[GOAL] Output exactly the lines that run from the line with "Please place a point on the row" to the end of the material, both ends included, and no other lines.

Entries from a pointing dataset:

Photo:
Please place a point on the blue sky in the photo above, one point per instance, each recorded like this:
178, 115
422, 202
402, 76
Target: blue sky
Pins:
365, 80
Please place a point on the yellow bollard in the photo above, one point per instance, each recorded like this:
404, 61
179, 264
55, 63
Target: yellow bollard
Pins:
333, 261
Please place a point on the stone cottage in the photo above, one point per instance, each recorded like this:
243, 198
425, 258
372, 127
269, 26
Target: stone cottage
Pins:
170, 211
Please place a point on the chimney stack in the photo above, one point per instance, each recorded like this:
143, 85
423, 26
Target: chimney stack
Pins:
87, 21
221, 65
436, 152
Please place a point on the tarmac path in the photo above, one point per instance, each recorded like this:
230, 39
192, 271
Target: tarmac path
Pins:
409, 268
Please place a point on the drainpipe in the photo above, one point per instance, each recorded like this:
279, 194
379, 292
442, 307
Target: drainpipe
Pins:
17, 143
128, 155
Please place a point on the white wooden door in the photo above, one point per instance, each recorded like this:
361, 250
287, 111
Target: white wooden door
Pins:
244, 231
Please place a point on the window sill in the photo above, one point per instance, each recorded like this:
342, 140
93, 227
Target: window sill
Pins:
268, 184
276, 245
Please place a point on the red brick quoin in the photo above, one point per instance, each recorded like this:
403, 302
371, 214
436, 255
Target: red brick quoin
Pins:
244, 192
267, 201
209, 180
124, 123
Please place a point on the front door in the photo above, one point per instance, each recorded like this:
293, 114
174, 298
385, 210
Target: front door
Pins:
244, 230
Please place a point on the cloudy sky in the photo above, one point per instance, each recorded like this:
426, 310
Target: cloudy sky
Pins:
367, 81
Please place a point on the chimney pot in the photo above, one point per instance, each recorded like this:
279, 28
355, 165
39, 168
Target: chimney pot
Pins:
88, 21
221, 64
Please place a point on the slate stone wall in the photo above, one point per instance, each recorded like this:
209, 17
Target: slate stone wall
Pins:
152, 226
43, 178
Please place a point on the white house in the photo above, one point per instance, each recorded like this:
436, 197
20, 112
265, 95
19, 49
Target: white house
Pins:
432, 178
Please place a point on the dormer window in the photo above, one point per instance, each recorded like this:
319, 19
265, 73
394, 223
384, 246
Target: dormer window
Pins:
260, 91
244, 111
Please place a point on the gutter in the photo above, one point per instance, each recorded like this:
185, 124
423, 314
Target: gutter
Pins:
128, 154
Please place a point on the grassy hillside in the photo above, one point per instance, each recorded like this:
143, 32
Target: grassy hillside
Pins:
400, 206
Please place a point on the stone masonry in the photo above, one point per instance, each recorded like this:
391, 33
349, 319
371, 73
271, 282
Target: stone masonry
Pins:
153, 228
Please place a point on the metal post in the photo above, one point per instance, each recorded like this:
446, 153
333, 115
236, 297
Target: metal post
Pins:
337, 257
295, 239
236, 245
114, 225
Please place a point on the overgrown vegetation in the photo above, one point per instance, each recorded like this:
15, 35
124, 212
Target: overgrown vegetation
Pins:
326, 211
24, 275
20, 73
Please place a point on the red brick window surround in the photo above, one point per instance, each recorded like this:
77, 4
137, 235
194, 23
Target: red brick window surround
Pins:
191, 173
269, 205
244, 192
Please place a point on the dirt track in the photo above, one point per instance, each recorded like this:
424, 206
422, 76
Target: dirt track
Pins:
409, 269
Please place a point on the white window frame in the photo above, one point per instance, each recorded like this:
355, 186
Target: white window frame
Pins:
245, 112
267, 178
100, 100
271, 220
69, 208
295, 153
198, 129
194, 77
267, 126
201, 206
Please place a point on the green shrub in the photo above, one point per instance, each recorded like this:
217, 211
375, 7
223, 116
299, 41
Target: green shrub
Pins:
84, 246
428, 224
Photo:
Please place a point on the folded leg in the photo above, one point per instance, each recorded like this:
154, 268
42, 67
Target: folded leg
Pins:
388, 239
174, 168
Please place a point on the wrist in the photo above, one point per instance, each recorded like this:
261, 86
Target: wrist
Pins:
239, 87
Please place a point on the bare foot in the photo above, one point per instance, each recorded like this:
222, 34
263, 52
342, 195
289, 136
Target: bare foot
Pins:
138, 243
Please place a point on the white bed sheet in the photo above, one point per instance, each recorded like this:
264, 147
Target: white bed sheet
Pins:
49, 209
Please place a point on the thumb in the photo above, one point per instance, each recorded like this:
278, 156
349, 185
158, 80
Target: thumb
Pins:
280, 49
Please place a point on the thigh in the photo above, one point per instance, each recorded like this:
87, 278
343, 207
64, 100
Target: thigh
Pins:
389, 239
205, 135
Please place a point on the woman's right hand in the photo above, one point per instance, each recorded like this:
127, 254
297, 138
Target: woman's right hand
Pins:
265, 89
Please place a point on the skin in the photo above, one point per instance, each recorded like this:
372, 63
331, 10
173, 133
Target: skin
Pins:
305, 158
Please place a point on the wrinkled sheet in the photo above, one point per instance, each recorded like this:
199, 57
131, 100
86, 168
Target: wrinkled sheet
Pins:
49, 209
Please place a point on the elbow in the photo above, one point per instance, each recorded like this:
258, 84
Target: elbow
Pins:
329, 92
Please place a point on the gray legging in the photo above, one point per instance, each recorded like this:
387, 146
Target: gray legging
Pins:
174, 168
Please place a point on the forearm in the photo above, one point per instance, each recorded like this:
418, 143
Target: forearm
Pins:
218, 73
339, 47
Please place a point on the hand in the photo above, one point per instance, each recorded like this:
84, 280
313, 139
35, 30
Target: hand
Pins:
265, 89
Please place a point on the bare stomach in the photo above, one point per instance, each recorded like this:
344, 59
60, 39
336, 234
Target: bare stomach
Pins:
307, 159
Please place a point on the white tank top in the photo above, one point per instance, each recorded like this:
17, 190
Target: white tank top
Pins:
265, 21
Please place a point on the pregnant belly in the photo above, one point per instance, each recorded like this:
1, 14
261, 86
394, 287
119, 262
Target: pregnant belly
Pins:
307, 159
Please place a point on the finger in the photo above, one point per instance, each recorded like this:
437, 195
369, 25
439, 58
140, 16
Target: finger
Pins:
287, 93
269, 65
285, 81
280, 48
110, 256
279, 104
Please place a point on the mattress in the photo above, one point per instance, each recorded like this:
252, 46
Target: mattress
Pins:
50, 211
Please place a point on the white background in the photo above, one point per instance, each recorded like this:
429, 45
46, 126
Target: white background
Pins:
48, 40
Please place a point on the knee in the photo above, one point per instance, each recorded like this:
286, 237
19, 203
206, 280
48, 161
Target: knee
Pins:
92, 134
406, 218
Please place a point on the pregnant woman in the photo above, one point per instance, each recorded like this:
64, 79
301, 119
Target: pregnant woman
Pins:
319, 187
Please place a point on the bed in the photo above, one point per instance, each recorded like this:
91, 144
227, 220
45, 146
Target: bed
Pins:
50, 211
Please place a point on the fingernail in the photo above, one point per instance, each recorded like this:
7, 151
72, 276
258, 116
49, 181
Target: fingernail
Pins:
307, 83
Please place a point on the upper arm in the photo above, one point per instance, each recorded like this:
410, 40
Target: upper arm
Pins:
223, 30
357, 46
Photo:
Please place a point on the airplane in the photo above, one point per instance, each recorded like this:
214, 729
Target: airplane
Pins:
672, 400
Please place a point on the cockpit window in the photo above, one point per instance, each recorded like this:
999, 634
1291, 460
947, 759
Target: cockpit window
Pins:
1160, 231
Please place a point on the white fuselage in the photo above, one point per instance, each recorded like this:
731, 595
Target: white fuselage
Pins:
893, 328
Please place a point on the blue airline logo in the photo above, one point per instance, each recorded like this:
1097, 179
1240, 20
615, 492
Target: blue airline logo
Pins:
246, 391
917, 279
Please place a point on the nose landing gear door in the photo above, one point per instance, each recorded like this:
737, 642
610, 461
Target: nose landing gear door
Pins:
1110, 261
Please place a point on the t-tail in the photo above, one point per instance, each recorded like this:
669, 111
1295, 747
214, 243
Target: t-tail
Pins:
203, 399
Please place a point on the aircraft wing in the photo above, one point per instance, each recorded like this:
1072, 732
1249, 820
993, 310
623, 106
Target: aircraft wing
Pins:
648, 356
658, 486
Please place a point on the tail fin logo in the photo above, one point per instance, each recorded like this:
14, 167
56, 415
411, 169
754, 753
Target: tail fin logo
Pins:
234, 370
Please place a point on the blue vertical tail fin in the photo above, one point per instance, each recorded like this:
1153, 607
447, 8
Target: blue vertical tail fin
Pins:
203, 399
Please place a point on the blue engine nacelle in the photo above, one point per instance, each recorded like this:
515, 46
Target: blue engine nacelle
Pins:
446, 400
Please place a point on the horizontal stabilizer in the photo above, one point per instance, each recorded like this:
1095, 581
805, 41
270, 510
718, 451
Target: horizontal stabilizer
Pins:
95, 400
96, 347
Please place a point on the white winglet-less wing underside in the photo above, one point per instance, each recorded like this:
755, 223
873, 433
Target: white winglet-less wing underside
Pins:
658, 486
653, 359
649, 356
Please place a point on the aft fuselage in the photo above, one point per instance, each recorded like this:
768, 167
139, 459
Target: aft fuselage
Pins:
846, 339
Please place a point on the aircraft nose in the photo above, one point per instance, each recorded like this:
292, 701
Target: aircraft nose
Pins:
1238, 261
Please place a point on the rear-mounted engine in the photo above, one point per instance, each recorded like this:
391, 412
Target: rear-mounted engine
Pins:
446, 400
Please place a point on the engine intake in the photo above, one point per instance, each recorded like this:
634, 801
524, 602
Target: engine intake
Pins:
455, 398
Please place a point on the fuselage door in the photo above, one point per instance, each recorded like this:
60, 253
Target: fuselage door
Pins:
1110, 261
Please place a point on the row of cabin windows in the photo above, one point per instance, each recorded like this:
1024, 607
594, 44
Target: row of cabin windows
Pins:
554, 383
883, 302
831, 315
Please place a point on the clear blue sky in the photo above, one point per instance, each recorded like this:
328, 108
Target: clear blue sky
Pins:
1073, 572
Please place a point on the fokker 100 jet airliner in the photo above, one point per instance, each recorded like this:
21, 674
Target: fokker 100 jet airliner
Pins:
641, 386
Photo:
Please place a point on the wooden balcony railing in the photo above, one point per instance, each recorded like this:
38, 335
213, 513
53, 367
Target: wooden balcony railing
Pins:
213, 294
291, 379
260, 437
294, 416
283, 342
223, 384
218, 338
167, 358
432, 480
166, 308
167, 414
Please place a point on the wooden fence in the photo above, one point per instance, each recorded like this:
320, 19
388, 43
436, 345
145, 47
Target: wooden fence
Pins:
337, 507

[RESULT OF THE TASK]
Please place a point on the row of cabin windows in the photo above, one point per instance, each recorded like this:
1024, 607
594, 44
Target: row of cabin windows
Pins:
554, 383
883, 302
831, 315
Please place a point on the clear blue sky in the photo above, one point per instance, each recorded like this:
328, 108
Target: clear blue sky
Pins:
1073, 572
Please place a point on the fokker 100 jet airliner in the photo above, one point per instance, each recorded like this:
21, 674
Target: fokker 100 jet airliner
Pins:
641, 386
Photo:
Please place a point on the wooden balcony railing in the photo above, one point per instance, each recorded like this:
38, 335
213, 513
53, 367
Target: wooden balcony railing
Pins:
213, 294
291, 379
260, 437
294, 416
283, 342
223, 384
218, 338
167, 358
432, 480
166, 308
167, 414
Please place a point on the wooden fence in the photo above, one point per instance, each recorded like this:
320, 19
388, 43
436, 345
145, 47
Target: wooden fence
Pins:
337, 507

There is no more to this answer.